**EXTRACTED INFORMATION:**
--- Start ---
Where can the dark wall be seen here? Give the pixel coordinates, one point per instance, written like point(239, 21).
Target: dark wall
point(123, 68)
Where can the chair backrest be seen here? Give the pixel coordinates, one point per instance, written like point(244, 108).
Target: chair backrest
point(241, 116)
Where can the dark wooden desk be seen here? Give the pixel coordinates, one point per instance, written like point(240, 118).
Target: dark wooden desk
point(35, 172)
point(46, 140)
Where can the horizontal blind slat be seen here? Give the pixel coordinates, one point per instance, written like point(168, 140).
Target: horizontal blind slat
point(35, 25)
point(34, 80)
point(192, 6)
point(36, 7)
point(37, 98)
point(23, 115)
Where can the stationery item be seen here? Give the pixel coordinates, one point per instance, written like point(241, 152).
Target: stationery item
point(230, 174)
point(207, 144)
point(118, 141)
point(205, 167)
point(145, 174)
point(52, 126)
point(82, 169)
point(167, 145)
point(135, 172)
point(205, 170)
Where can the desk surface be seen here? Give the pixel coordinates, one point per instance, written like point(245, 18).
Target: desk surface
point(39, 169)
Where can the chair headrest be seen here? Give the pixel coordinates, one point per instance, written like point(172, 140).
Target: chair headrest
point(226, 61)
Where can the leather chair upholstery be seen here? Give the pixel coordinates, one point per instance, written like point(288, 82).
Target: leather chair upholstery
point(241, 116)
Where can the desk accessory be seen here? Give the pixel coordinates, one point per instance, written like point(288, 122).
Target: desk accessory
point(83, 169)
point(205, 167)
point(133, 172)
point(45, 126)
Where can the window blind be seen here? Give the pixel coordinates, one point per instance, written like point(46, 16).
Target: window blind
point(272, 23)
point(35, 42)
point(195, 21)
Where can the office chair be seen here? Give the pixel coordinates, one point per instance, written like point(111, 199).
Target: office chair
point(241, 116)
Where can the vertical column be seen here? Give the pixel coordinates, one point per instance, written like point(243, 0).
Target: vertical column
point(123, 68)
--- End ---
**AIM:** Copy word for word the lines starting at the one that contains "Where can the vertical" and ending with the last line, including both.

**CORRECT OUTPUT:**
Where can the vertical column be seen here? Give the pixel coordinates, one point per instance, written like point(243, 0).
Target: vertical column
point(123, 68)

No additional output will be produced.